* REQUIRED WORK
Report only how many lines in the material contain "palm".

* GIVEN RECORDS

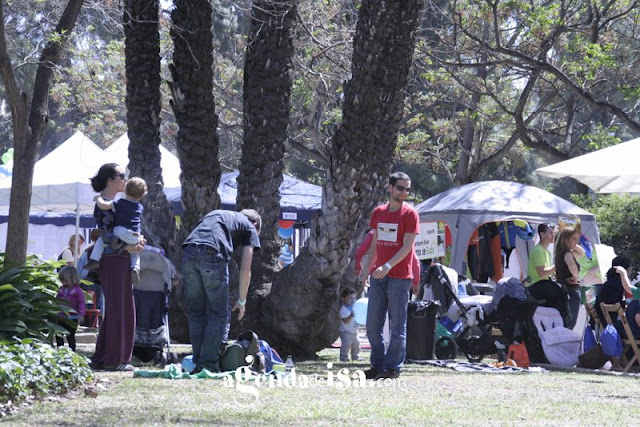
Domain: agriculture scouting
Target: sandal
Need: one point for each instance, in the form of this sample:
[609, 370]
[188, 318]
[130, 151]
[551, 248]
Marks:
[121, 367]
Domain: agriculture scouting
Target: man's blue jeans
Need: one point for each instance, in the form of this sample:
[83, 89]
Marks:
[392, 295]
[206, 289]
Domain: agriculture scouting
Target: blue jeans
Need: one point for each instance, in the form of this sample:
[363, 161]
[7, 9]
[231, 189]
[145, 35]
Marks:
[574, 306]
[206, 289]
[392, 295]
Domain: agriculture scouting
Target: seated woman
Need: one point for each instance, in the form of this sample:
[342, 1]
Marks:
[616, 286]
[633, 318]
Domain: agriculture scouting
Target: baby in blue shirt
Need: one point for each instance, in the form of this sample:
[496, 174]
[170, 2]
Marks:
[126, 221]
[348, 327]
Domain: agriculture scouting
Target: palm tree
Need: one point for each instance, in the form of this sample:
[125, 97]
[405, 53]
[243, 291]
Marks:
[142, 62]
[267, 87]
[29, 116]
[299, 316]
[194, 108]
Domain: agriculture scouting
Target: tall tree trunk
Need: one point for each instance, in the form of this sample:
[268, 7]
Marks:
[194, 108]
[142, 62]
[267, 87]
[27, 133]
[300, 313]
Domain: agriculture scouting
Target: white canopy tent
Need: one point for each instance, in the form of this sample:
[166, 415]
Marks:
[61, 178]
[118, 152]
[610, 170]
[61, 181]
[466, 208]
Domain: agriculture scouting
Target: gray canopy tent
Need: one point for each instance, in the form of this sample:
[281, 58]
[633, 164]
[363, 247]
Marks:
[466, 208]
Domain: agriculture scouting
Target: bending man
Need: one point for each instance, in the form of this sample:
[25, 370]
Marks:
[205, 268]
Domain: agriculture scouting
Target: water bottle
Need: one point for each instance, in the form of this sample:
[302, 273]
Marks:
[360, 310]
[288, 366]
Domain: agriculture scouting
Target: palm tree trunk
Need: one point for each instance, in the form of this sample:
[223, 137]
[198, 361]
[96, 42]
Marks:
[267, 87]
[194, 108]
[300, 313]
[142, 62]
[27, 131]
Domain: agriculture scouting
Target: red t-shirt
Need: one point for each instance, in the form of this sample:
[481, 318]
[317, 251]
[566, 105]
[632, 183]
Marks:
[392, 227]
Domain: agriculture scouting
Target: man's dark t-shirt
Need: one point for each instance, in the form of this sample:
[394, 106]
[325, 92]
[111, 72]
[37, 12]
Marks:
[223, 231]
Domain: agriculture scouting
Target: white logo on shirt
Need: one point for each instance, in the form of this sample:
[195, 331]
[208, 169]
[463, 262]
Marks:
[387, 232]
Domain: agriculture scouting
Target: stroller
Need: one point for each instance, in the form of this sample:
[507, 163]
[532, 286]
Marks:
[475, 340]
[152, 308]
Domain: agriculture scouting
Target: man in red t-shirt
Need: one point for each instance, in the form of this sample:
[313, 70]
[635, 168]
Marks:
[395, 226]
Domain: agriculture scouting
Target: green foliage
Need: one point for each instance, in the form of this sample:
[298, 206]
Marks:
[31, 368]
[28, 300]
[602, 137]
[618, 221]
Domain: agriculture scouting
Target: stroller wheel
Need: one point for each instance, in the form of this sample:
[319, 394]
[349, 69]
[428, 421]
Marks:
[446, 348]
[474, 348]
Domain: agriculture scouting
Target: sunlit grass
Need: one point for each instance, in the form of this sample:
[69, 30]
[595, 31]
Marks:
[423, 395]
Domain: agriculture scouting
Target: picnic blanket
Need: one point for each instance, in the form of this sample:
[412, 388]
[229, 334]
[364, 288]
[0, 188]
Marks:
[462, 366]
[174, 372]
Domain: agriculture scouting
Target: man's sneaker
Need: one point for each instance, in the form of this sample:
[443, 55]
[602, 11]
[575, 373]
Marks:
[371, 374]
[388, 373]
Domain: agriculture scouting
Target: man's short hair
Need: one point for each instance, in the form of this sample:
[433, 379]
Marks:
[254, 217]
[398, 176]
[136, 187]
[542, 228]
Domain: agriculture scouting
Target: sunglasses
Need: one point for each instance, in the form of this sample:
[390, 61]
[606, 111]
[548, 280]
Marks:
[402, 189]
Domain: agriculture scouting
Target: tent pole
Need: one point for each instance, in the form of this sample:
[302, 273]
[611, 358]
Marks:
[75, 246]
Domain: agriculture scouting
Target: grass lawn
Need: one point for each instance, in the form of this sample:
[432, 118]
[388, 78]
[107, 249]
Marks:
[422, 396]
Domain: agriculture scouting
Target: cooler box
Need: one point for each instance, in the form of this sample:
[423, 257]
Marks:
[421, 330]
[588, 293]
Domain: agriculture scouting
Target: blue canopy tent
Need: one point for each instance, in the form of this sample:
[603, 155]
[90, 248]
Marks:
[299, 200]
[49, 231]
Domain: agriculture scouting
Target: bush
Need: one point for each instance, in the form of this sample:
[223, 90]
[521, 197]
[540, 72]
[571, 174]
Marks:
[28, 300]
[30, 368]
[618, 217]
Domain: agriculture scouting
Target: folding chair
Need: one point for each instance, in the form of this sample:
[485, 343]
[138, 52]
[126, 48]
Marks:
[92, 314]
[628, 342]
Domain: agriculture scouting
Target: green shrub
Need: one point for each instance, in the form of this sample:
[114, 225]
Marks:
[29, 367]
[618, 217]
[28, 300]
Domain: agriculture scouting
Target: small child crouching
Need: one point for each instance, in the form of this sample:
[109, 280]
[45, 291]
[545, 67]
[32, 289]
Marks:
[70, 292]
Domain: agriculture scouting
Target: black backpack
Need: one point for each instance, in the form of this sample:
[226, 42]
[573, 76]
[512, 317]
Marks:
[234, 355]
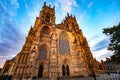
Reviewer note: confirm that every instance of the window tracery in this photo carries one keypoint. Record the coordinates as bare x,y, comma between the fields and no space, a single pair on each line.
43,52
63,43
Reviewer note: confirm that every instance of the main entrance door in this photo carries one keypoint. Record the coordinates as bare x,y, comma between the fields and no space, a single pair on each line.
40,72
65,70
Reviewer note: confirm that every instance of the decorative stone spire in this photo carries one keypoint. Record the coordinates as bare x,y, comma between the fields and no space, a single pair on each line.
44,3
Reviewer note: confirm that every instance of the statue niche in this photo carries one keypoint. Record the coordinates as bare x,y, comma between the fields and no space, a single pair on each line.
47,17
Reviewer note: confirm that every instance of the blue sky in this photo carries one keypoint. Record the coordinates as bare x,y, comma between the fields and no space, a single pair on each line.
17,16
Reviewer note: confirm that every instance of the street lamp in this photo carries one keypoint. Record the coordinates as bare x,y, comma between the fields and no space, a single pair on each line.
92,70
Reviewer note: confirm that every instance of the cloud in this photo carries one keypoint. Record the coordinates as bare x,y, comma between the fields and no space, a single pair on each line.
9,7
11,37
67,4
90,4
98,44
82,15
26,5
102,54
101,44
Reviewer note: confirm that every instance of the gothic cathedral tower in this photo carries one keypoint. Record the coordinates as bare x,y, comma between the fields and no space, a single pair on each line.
53,50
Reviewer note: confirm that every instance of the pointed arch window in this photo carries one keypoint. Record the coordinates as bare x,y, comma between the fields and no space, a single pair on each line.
63,43
47,17
45,31
43,52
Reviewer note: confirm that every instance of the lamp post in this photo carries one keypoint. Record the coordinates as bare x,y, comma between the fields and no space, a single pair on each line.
92,70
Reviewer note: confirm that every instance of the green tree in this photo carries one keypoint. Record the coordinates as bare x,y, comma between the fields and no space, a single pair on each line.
114,45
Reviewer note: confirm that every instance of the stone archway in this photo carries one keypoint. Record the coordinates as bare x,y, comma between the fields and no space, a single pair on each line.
40,71
63,70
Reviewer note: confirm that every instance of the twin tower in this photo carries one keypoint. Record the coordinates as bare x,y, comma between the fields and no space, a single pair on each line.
52,50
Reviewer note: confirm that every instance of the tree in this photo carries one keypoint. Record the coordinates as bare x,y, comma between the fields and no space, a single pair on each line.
114,45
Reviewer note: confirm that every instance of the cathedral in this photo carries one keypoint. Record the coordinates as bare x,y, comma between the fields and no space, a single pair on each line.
52,50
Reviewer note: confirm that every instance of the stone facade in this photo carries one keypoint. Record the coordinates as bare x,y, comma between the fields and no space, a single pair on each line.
112,67
53,50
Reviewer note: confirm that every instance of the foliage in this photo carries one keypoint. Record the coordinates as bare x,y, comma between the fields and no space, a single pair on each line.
114,45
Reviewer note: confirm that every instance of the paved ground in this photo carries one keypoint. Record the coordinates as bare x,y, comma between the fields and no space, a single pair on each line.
100,77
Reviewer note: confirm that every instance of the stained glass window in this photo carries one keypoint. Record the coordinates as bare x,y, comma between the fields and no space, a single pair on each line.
63,43
43,52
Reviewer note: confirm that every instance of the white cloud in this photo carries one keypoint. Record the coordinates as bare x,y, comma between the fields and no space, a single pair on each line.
90,4
82,15
102,54
15,3
67,4
26,6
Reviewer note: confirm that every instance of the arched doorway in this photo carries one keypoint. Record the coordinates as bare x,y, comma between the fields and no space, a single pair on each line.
40,72
63,70
67,70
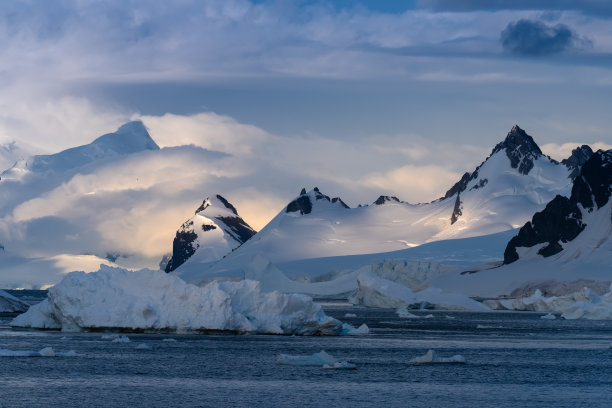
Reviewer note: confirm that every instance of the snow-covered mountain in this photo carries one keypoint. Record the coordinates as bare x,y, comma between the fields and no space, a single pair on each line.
115,200
501,194
215,230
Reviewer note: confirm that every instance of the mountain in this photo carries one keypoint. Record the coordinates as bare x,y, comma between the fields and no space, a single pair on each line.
574,226
215,230
501,194
116,200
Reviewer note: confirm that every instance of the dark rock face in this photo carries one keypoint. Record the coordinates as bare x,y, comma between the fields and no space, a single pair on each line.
456,210
303,203
561,220
579,156
185,243
520,149
385,199
182,246
238,229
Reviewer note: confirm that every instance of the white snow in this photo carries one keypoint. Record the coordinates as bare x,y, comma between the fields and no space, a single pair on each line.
431,357
154,300
143,346
10,304
377,292
320,359
45,352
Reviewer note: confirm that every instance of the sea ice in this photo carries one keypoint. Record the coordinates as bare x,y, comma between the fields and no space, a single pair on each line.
431,357
320,359
143,346
154,300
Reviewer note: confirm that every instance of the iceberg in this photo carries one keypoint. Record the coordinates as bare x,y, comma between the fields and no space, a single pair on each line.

* SOLUTION TO THIS TASK
2